● Task to complete: Please copy exactly the lines that begin with the one containing "table leg as a single point per instance." and end with the last line of the entries.

•••

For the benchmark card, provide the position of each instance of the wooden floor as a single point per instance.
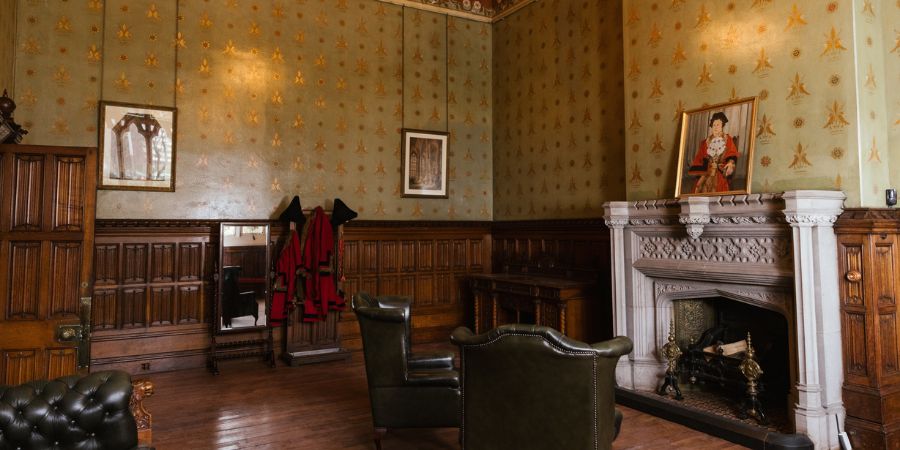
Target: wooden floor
(323, 407)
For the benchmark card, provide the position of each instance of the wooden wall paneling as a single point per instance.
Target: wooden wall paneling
(27, 201)
(152, 287)
(868, 258)
(65, 267)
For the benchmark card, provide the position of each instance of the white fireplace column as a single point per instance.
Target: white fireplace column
(817, 396)
(785, 245)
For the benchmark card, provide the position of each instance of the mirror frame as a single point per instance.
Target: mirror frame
(219, 329)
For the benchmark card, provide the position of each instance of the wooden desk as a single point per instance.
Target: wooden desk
(564, 304)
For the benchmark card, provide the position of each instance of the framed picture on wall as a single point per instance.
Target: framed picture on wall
(424, 164)
(715, 155)
(137, 147)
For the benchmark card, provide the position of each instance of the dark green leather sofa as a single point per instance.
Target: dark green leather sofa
(74, 412)
(406, 390)
(528, 387)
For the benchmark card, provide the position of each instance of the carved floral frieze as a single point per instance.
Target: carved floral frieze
(753, 250)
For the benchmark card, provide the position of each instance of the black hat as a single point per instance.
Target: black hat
(341, 213)
(719, 116)
(293, 213)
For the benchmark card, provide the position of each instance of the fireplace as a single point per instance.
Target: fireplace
(775, 252)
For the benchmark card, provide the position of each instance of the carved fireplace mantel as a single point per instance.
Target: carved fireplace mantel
(775, 251)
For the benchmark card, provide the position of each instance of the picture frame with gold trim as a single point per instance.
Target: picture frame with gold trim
(715, 152)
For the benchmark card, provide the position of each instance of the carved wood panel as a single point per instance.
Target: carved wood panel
(868, 262)
(162, 262)
(59, 361)
(104, 309)
(190, 260)
(28, 173)
(24, 280)
(134, 263)
(65, 265)
(106, 264)
(69, 192)
(134, 307)
(19, 365)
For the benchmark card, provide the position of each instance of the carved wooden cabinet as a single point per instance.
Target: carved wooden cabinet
(869, 257)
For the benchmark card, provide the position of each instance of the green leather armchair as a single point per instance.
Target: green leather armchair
(405, 390)
(530, 387)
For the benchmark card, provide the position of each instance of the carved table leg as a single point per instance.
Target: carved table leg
(140, 391)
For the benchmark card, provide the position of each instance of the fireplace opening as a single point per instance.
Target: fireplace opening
(712, 334)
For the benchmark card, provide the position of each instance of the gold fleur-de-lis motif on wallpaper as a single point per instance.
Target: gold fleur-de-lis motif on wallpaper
(703, 17)
(836, 119)
(124, 33)
(795, 18)
(800, 160)
(766, 128)
(180, 41)
(94, 54)
(635, 123)
(63, 25)
(636, 177)
(151, 61)
(655, 35)
(762, 63)
(705, 77)
(833, 44)
(868, 8)
(798, 88)
(870, 78)
(679, 111)
(874, 154)
(656, 89)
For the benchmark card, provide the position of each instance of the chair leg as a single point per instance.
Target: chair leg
(379, 433)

•••

● Written response:
For the benchmark card, provide the position of each instance of the carved table leg as a single point per instance.
Target: carved table leg
(140, 391)
For the benchmark card, provide the position of each instance of the fireplace opening as a single point per instance.
Target: fireplace opening
(712, 334)
For the benchmark card, provide the position of each instance of the gold fleur-de-lis motif on wallpaper as a single point per instance.
Target: gold fleur-de-lis motif on wallpaper
(703, 17)
(836, 119)
(124, 33)
(795, 18)
(800, 160)
(766, 128)
(180, 41)
(94, 54)
(635, 123)
(63, 25)
(636, 177)
(151, 61)
(655, 35)
(762, 63)
(705, 77)
(833, 44)
(868, 8)
(798, 88)
(870, 78)
(679, 111)
(874, 154)
(656, 89)
For the benchmark card, provide the position of each instance of the chair leg as a single point per instance.
Target: chair leg
(379, 433)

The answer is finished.